## [Text excerpt]

========

Every once in a long while, a game comes along that is so memorable, exciting, fresh, and well-written that it sets a new high-water mark for an entire genre. Baldur’s Gate 3 is such an achievement for the tabletop roleplaying-inspired, swords and sorcery adventuring that its BioWare-made CRPG predecessors helped popularize decades ago. Larian Studios has turned this corner of Dungeons & Dragons’ Forgotten Realms into a beautiful, detailed world stocked with too many fully-realized, powerfully written, and skillfully voiced characters to count. There are heart-wrenching choices to be made, alliances to be forged, bears to be romanced, and a vast diversity of interesting, challenging turn-based combat encounters. I didn’t merely enjoy my 130-plus hours on this journey. I fell in love.

One issue video games have often run into when trying to adapt the experience of playing Dungeons & Dragons on the tabletop is that it’s almost impossible to achieve the freedom and imagination you get to express in overcoming problems using real-world logic. It’s hilarious in other RPGs when you have a spell that can blow an ogre to kingdom come, but is no match for the might of a wooden gate. And while it’s doubtful that any game will ever match that level of flexibility, Baldur’s Gate 3 is a big step forward from what we’ve been able to do in the likes of Skyrim or Dragon Age. Those gates aren’t going to stop a determined warlock.

If something looks flammable, you can probably light it up with a fire spell. If you want to save on lockpicks, most doors can be hacked down with a big enough axe. You can get to a lot of secret areas that other games would’ve blocked off with invisible walls by climbing and jumping. I was able to skip a huge boss fight by challenging a terrifying zombie guy to a drinking contest and, thanks to having a high enough Constitution score, I goaded him into drinking himself to death while I was still roaring for more. This is a world that will rarely tell you, “No,” if you wonder if something is possible.

========

## [Recorded information]
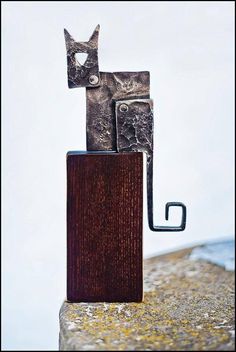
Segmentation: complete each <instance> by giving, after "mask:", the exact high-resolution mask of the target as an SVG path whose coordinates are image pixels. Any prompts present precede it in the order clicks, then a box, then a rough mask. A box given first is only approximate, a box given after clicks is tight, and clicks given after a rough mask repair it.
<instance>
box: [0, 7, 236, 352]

========

## [Task 1]
Name every video game that the Baldur's Gate 3 review mentions by title.
## [Task 2]
Please write out the Baldur's Gate 3 review from "One issue video" up to and including "a determined warlock.".

## [Exercise response 1]
Baldur's Gate 3, Skyrim, Dragon Age

## [Exercise response 2]
One issue video games have often run into when trying to adapt the experience of playing Dungeons & Dragons on the tabletop is that it’s almost impossible to achieve the freedom and imagination you get to express in overcoming problems using real-world logic. It’s hilarious in other RPGs when you have a spell that can blow an ogre to kingdom come, but is no match for the might of a wooden gate. And while it’s doubtful that any game will ever match that level of flexibility, Baldur’s Gate 3 is a big step forward from what we’ve been able to do in the likes of Skyrim or Dragon Age. Those gates aren’t going to stop a determined warlock.